§ Excerpted text:
Research news
World-first CRISPR gene editing therapy personalised for an individual patient
May 15 2025
Foundational research from team at Children’s Hospital of Philadelphia and Penn Medicine demonstrates power of customised gene editing therapy
In a landmark medical advance, a child – called only ‘KJ’ – with the rare genetic disorder severe carbamoyl phosphate synthetase 1 (CPS1) deficiency has been treated by a personalised use of CRISPR gene editing technology at Children’s Hospital of Philadelphia (CHOP) and Penn Medicine, in the United States. The patient was born with the rare urea cycle disorder which is characterised by build-up of extremely high blood ammonia levels when the CPS1 enzyme is not produced by the liver.
CPS1 is an enzyme and when normally expressed converts ammonia – a byproduct of protein metabolism – into carbamoyl phosphate. This then continues through the urea cycle culminating in excretion as urea in the urine. It is the first, and rate-limiting, step of the urea cycle, the pathway by which the body uses to remove excess nitrogen, which comes from the breakdown of protein.

§ Extracted material:
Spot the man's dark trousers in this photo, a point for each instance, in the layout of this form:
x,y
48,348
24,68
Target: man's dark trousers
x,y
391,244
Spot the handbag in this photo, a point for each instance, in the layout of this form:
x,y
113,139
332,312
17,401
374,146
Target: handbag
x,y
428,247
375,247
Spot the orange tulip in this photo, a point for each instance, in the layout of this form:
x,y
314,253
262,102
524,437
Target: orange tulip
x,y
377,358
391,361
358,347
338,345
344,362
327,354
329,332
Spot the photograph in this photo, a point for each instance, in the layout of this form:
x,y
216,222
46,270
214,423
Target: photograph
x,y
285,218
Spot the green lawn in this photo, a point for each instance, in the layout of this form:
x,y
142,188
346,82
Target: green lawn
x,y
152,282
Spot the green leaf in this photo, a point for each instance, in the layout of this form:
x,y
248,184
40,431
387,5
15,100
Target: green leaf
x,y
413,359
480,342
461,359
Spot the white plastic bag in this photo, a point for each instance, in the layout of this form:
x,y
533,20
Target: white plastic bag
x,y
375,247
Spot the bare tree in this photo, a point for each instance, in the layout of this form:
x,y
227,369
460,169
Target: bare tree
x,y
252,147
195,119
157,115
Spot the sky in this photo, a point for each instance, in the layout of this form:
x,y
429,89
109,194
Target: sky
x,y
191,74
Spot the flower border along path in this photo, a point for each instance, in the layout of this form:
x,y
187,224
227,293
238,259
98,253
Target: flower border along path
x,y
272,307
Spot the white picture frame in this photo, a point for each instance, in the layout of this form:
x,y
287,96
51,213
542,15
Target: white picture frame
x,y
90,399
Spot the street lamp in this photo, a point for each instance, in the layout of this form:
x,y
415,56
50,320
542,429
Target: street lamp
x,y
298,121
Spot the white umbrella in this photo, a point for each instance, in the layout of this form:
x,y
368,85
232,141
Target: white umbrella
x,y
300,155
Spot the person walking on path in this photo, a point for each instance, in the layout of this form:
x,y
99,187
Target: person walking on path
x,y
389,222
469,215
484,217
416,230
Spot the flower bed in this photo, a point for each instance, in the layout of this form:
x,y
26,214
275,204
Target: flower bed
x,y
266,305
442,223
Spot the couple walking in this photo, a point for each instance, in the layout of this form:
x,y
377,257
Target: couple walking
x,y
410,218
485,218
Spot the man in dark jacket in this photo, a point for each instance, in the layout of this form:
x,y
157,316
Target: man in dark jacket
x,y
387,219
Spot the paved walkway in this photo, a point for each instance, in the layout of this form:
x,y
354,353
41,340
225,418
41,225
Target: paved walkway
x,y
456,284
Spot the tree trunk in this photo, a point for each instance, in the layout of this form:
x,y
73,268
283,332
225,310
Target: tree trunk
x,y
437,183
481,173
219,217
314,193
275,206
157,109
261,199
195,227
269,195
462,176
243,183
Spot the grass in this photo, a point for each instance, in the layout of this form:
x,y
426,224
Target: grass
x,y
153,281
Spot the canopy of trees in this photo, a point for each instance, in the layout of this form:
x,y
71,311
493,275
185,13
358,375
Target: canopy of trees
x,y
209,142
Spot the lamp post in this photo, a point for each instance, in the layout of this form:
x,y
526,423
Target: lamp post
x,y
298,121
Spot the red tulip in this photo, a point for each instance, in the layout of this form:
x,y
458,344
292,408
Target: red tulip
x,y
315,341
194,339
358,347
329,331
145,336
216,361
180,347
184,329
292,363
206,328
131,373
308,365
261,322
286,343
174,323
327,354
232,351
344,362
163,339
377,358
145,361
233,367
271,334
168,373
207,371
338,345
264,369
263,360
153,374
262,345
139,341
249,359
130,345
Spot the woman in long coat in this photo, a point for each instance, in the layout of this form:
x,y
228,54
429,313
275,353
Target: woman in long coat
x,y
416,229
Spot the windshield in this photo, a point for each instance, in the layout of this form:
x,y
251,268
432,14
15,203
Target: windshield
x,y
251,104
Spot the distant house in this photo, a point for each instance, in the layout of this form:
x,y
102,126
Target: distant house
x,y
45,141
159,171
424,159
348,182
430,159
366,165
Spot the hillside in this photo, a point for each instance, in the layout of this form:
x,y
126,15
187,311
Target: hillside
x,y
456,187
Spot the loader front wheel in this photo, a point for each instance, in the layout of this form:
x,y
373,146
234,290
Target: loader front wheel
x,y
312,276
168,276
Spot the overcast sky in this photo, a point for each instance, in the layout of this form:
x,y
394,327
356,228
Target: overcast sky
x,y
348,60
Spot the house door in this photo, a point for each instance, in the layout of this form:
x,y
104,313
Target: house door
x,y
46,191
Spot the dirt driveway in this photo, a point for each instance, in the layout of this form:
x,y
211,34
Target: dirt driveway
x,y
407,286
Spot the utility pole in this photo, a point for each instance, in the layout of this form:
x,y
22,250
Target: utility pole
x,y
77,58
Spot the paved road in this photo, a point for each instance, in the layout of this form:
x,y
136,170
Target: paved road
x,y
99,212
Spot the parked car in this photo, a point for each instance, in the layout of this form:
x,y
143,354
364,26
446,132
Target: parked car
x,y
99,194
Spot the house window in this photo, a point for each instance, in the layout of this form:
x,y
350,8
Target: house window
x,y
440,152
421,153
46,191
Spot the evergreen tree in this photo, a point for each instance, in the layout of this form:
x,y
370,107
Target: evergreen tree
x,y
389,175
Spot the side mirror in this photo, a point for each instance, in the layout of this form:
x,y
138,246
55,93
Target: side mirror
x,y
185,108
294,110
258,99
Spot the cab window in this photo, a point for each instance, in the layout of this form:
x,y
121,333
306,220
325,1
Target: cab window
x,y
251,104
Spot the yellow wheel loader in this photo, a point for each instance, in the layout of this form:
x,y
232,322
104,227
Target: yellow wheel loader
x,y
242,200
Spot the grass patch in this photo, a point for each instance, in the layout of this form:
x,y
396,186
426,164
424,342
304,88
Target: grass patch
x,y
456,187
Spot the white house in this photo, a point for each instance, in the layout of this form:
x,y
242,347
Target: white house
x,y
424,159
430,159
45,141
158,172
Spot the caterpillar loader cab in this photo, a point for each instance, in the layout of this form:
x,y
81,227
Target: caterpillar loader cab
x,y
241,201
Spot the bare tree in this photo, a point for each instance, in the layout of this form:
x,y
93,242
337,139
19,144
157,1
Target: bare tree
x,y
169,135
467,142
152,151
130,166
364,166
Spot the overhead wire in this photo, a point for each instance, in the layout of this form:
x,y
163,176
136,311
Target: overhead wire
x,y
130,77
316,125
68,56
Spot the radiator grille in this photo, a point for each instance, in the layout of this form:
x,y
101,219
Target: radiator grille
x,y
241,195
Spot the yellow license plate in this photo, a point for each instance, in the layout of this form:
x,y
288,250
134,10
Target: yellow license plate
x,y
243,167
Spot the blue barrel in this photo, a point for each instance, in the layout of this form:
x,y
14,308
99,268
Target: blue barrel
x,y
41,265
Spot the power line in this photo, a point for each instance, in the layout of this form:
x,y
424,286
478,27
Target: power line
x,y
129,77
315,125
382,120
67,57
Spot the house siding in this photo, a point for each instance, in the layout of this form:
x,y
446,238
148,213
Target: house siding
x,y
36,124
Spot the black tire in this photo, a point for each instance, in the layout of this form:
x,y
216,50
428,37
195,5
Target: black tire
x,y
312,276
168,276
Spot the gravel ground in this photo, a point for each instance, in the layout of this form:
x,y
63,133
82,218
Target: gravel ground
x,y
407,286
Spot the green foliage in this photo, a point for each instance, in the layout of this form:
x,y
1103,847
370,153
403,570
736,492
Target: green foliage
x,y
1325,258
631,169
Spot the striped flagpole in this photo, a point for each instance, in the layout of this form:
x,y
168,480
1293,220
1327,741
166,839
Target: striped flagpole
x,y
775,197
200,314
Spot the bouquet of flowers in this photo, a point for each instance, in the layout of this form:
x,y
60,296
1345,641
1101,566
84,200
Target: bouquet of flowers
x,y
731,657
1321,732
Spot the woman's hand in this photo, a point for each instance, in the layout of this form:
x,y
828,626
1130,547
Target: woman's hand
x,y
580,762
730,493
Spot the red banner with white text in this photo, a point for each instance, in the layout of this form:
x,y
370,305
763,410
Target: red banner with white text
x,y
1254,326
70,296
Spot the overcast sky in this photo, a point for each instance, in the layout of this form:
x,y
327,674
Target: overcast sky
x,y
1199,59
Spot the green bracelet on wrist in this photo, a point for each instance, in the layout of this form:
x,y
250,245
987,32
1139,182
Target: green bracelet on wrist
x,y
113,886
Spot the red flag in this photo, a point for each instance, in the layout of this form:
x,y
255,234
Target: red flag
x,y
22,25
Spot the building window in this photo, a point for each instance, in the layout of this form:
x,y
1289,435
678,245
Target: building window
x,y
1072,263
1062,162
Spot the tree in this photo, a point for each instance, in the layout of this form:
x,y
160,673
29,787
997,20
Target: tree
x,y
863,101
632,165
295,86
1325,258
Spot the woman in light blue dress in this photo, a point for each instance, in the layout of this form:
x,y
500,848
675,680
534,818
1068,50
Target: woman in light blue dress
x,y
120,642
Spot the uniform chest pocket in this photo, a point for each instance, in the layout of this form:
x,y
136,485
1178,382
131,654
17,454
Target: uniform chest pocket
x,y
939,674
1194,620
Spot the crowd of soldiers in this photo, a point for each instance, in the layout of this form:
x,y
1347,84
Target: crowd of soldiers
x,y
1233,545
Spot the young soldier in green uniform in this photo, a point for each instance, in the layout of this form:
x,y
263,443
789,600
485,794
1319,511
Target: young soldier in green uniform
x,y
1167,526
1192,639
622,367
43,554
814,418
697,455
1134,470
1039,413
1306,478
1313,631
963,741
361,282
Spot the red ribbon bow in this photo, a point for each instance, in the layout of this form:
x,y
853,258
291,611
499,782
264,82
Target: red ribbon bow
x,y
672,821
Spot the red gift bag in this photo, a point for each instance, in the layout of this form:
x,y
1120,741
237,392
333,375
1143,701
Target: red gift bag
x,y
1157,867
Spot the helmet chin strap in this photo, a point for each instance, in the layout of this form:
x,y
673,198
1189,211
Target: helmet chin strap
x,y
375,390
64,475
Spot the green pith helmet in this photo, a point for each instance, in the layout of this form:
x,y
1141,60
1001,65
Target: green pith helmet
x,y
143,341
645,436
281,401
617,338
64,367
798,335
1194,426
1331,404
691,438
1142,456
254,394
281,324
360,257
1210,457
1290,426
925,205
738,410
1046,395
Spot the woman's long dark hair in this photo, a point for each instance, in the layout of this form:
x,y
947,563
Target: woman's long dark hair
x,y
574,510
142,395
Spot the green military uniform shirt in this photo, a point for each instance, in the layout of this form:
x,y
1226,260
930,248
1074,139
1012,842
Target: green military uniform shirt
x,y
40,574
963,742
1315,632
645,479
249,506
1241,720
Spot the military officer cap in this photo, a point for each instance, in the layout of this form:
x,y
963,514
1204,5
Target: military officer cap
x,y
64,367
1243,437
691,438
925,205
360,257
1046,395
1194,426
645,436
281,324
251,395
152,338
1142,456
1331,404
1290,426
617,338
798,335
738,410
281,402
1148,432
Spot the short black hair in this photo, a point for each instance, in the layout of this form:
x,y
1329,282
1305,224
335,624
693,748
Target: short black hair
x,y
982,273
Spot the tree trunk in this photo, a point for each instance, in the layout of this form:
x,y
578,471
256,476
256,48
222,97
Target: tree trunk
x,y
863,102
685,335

§ Your tasks:
- A) Transcribe the passage of the CRISPR news item word for word, starting with "CPS1 is an enzyme" and going on through "breakdown of protein.".
- B) In the CRISPR news item, what does the CPS1 enzyme convert ammonia into when it is normally expressed?

§ Answers to this exercise:
- A)
CPS1 is an enzyme and when normally expressed converts ammonia – a byproduct of protein metabolism – into carbamoyl phosphate. This then continues through the urea cycle culminating in excretion as urea in the urine. It is the first, and rate-limiting, step of the urea cycle, the pathway by which the body uses to remove excess nitrogen, which comes from the breakdown of protein.

- B) Carbamoyl phosphate.